━━ Исходный текст
И вот, несмотря на всё это — скуку, серость, штамп, повторяемые газетами всех союзных и автономных республик, одним словом, «не твоё собачье дело», — газеты раскупают, подписываются на них (коммунисты в порядке партийной дисциплины, после на партбюро неподписавшихся стыдят и укоряют) и, как ни странно, читают, сердятся, когда газета опаздывает. Конечно, какая-нибудь «Литературка» или «Советский спорт» (самая читаемая газета, как и журнал «Здоровье» или «Работница» — выкройки) несколько отличаются от «Правды» — бывают даже интересные статьи и разборы, — но «Правда» считается образцом, святым писанием, и критиковать её или даже не соглашаться с чём-то в ней не разрешается, упаси Бог. Именно поэтому (забавно, но что поделаешь) подшивки старой «Правды» в спецхранах библиотек выдают только по специальному разрешению — ведь «отдельные допущенные ошибки» допускались не партией и не её центральным органом, а ты там вдруг прочтёшь то, что тебе сегодня не положено.
Не положено! Не положено читать, не положено видеть, не положено слышать, короче — не положено знать!
Незадолго до моего отъезда за границу я был приглашён к ответственному секретарю Союза писателей Украины. Десять лет тому назад он был вторым секретарём Ленинского райкома, и мы встречались с ним довольно часто по поводу моих «партийных дел». Тогда молодой, довольно бойкий человек, он пытался в чём-то меня уговаривать и даже как будто симпатизировал мне, что не помешало ему проголосовать за моё исключение. Сейчас это был разжиревший, очень поважневший чиновник (основанием для его приёма в Союз писателей оказался какой-то его очерк о поездке в Непал), пригласивший меня, не столько интересуясь моими делами (впрочем, конечно, и интересуясь), а в основном чтоб подготовить почву для моего исключения (без «беседы» некрасиво). Беседа была бессмысленная, а с моей стороны даже агрессивная. Я спросил его, к слову, читал ли он Солженицына. Он замялся — кое-что читал. Что значит кое-что? «Ивана Денисовича»? Он вроде как утвердительно кивнул головой. Ну, а «Раковый корпус», «В круге первом»? В ответ что-то неопределённое. Когда же я спросил об «Архипелаге ГУЛАГ», он, не дослушав, выпалил: «Конечно, нет, что вы. Я антисоветчины не читаю!» Сколько ни пытался я убедить его, что нельзя, просто неприлично ему, руководителю Союза, не ознакомиться (при полной возможности и безнаказанности) с книгой, о которой столько сейчас говорят и пишут, он только мотал головой: «Нет, нет, антисоветчину я не читаю…» До сих пор не могу понять, где он врал, где говорил правду.
━━━━
━━ Записи
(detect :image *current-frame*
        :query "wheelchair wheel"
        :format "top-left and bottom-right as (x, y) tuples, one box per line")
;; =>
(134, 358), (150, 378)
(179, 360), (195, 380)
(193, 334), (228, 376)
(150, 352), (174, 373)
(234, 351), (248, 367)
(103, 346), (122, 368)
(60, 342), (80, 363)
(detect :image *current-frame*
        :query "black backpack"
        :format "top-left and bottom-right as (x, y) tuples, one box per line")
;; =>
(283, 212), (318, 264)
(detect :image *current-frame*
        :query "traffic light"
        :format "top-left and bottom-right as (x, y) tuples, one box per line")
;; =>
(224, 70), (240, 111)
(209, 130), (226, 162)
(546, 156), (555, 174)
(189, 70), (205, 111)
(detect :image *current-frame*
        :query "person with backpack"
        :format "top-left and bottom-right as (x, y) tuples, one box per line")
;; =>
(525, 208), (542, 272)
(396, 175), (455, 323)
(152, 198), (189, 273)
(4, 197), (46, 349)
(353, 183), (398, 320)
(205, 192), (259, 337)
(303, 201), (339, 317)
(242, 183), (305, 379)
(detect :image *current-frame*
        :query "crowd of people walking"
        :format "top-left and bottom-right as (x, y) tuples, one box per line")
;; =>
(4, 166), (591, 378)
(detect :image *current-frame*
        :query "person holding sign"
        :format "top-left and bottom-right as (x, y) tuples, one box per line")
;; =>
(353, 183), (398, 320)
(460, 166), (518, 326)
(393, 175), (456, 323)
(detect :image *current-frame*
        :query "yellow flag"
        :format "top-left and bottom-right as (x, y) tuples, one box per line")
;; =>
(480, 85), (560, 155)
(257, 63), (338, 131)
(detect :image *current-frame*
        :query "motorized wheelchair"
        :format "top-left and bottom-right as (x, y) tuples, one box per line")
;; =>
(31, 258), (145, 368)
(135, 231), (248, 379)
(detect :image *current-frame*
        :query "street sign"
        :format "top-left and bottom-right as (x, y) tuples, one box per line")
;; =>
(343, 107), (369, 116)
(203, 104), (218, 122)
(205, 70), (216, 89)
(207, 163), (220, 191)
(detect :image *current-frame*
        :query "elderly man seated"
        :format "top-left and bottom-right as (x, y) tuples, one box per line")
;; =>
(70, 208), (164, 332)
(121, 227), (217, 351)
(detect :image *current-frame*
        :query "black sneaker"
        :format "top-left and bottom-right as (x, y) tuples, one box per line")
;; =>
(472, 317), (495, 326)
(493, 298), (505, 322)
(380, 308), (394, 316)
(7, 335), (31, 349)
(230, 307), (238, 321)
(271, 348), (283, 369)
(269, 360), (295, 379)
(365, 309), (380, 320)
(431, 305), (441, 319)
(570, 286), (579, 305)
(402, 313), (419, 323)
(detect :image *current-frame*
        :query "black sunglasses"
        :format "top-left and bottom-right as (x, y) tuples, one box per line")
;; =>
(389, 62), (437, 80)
━━━━
**Что сделать**
1. Выведите без изменений строки приведённых выше записей: от начала записей до строки с «(60, 342), (80, 363)» включительно.
2. Продолжите текст о советских газетах и о том, что «не положено» читать, начиная сразу после его последнего предложения.

**Ответы**
1.
(detect :image *current-frame*
        :query "wheelchair wheel"
        :format "top-left and bottom-right as (x, y) tuples, one box per line")
;; =>
(134, 358), (150, 378)
(179, 360), (195, 380)
(193, 334), (228, 376)
(150, 352), (174, 373)
(234, 351), (248, 367)
(103, 346), (122, 368)
(60, 342), (80, 363)

2.
Не положено! Не положено читать, видеть, слышать! Не положено знать!
Моего следователя, виноват, следователя по особо важным делам полковника Старостина больше всего интересовало, почему я читаю (храню!) антисоветские издания. Высокий, седой, приторно вежливый, с псевдоинтеллигентной, улыбающейся (кроме тех случаев, когда он не улыбался, а не улыбался он в моменты, когда ему казалось, что он припёр меня к стенке) физиономией, весь в планках и юбилейных значках, встречал меня всегда подчёркнуто любезно, прикладывая руку к сердцу: «Как здоровье уважаемой Галины Викторовны и неведомой мне, но, говорят, прелестной Джульки?» (Джулька — это собака.) Потом делал гостеприимное движение в сторону моего стула: «Что ж? Продолжим нашу работу?» И мы продолжали нашу работу, длившуюся шесть дней, с утра до позднего вечера, с перерывом на обед. Всё это происходило в его кабинете Комитета госбезопасности на знаменитой Короленко, 33.
Возле него, на столе слева, высилась стопка изъятых у меня во время обыска «материалов» — он приносил их, уносил, приносил новые.
— Рукопись неизвестного автора, отпечатанная на пишущей машинке, через два интервала, на белой, нелинованной бумаге. Так? Так. Страниц — одну минуточку — раз, два, три, четыре — четыре неполные страницы, — всё это диктуется стенографистке, потом ласково-улыбчатый взгляд в мою сторону: — С какой целью эта рукопись хранилась у вас?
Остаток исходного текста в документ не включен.